▶ [Problem to solve]:
Pictures aside, repeat every entry exactly.

▶ [Available data]:
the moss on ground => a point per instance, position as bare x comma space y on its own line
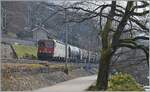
121, 82
25, 51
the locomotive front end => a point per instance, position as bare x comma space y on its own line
45, 49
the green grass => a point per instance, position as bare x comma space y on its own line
120, 82
22, 50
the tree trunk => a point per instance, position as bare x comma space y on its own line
103, 74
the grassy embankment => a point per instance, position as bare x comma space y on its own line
121, 82
25, 51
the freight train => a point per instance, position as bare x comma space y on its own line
54, 50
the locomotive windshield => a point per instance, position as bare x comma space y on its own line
41, 44
50, 44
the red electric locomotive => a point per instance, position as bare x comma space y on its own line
45, 49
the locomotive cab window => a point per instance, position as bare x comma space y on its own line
41, 44
50, 44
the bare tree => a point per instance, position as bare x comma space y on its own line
128, 21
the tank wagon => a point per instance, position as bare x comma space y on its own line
54, 50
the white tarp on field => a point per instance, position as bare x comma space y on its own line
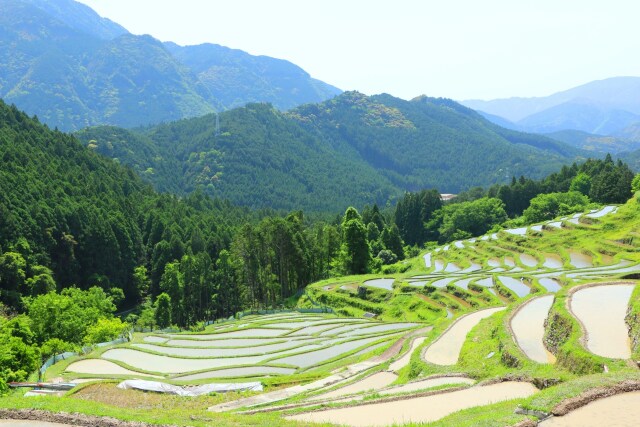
191, 390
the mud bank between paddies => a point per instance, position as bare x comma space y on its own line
39, 417
419, 409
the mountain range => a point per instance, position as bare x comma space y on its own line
350, 150
602, 115
72, 68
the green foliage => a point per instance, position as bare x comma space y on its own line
19, 353
355, 250
55, 346
72, 73
581, 183
635, 183
375, 147
163, 311
461, 220
105, 330
548, 206
68, 315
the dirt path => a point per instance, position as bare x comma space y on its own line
601, 310
419, 409
38, 417
527, 328
446, 349
620, 410
342, 376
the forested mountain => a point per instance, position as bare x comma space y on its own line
61, 61
351, 150
603, 107
81, 235
596, 143
234, 78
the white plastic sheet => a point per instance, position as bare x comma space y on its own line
191, 390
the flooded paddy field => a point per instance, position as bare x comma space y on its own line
528, 328
446, 349
419, 409
602, 309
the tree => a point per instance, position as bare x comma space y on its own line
548, 206
141, 281
635, 184
355, 247
163, 310
172, 285
12, 277
67, 315
581, 183
475, 218
104, 330
392, 241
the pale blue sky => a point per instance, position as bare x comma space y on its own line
459, 49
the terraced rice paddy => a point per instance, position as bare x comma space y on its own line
528, 328
621, 410
446, 350
404, 360
373, 382
30, 423
380, 283
258, 346
419, 409
515, 285
331, 350
601, 309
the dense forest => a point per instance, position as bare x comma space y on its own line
351, 150
82, 238
62, 61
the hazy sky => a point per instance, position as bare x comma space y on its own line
459, 49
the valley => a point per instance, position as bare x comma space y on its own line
194, 235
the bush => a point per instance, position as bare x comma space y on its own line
105, 330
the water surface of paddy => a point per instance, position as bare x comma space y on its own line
443, 282
528, 328
446, 349
238, 372
427, 260
515, 285
602, 309
419, 409
579, 260
552, 261
224, 343
621, 410
404, 360
427, 383
373, 382
549, 284
319, 356
101, 367
528, 260
380, 283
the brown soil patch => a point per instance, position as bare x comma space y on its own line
65, 418
459, 300
430, 301
109, 394
589, 396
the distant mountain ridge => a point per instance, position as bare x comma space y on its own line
350, 150
72, 68
603, 108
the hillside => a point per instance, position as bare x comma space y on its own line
352, 150
596, 143
604, 107
70, 67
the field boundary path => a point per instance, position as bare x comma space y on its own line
349, 372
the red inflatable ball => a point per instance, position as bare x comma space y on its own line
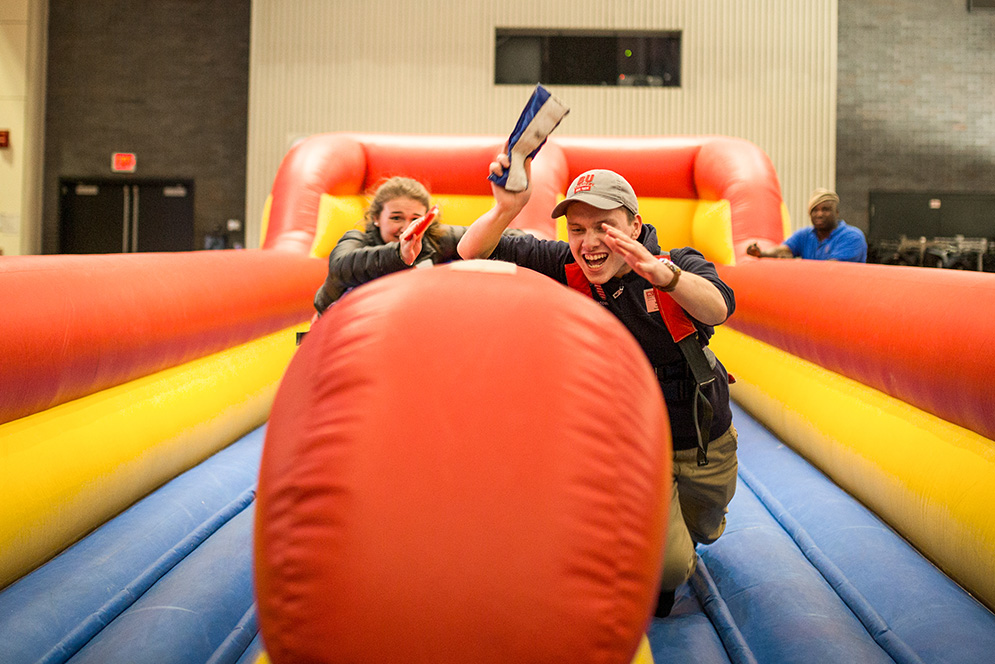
467, 463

▶ [Solution for this task]:
the moss on ground => a point per instance, position as bare x comma space y on its own line
121, 82
25, 51
the locomotive front end => a point per instance, position as bare x comma space y on its own line
45, 49
the green grass => a point per instance, position as bare x comma space y on its own line
120, 82
22, 50
the tree trunk => a point per instance, position as bare x comma space y on its own line
103, 74
the grassy embankment => a point per instance, position as bare x comma space y on its own line
121, 82
25, 51
the freight train => a point per instance, position as bare x comma space y on its own line
54, 50
the locomotive windshield => a point per instance, position as bare x comma space y on its own line
41, 44
50, 44
the red electric locomotive => a point per instance, position as bare x comma space y on its own line
45, 49
the locomotive cab window => a point per instance, position as bare x comma space y on its own line
41, 44
50, 44
the bare tree => a point per instance, position as bare x comma space y on its own line
128, 21
the tank wagon => a point per instance, position as bare x comma space y on its own line
54, 50
the white tarp on field => a point per instance, position as bare x comma space y on its own line
191, 390
the mud bank between paddies => a point per instance, position as bare x comma space y on its own line
39, 417
419, 409
the mountain range => a point per instance, position as bare x comma space y on its own line
350, 150
602, 115
72, 68
the green foliage => a point per instance, position as bare x comma space y on its own line
19, 353
355, 250
55, 346
72, 73
581, 183
635, 183
375, 147
163, 311
461, 220
105, 330
548, 206
68, 315
the dirt path => a point per instance, position as bare x comma space y on its own line
601, 310
419, 409
38, 417
527, 328
446, 349
620, 410
342, 376
the forested mountain => a point per instance, position as bare x comma space y on its own line
61, 61
351, 150
603, 107
81, 235
596, 143
234, 78
the white plastic sheet => a point per instance, position as bare x comma space y on its own line
191, 390
the flooded paddy field => a point per instance, position as bare x comma space y on its own line
528, 328
446, 349
419, 409
602, 309
the tree => a point per instance, position as bare x comma space y on its own line
548, 206
141, 281
635, 184
355, 247
163, 310
172, 285
12, 277
67, 315
581, 183
475, 218
104, 330
392, 241
the pale blue sky => a point per instance, position as bare x comma space y on its own line
459, 49
the terraced rice paddy => a point per instance, position as bare x comma space y on its own line
528, 328
621, 410
446, 350
404, 360
373, 382
30, 423
380, 283
258, 346
419, 409
515, 285
331, 350
601, 309
the dense forest => a point per instance, position as bare x comma space y on its own line
351, 150
82, 238
62, 61
the hazy sky => a point per instance, position as bare x comma space y on its own line
459, 49
the valley => a point per instance, position as bare x comma space y on its own line
194, 235
the bush => a point per instance, position as bare x comma space y on its own line
105, 330
the water surface of paddy => a point per instance, position as bare x comma space y on its own line
443, 282
528, 328
446, 349
238, 372
427, 260
515, 285
602, 309
419, 409
579, 260
552, 261
224, 343
621, 410
404, 360
427, 383
373, 382
549, 284
319, 356
101, 367
528, 260
380, 283
the brown soil patch => a point per instance, position as bare x comma space y on its own line
65, 418
459, 300
430, 301
109, 394
589, 396
the distant mountain ridge => a point per instance, position as bare x comma space y on its own line
350, 150
72, 68
603, 108
the hillside => a point per instance, position as bare x comma space y on its own line
352, 150
596, 143
604, 107
70, 67
the field boundary path => a point per instance, position as bare x comma space y on its own line
349, 372
the red inflatable ball => a point per instance, position as bare x comma space y on its own line
467, 463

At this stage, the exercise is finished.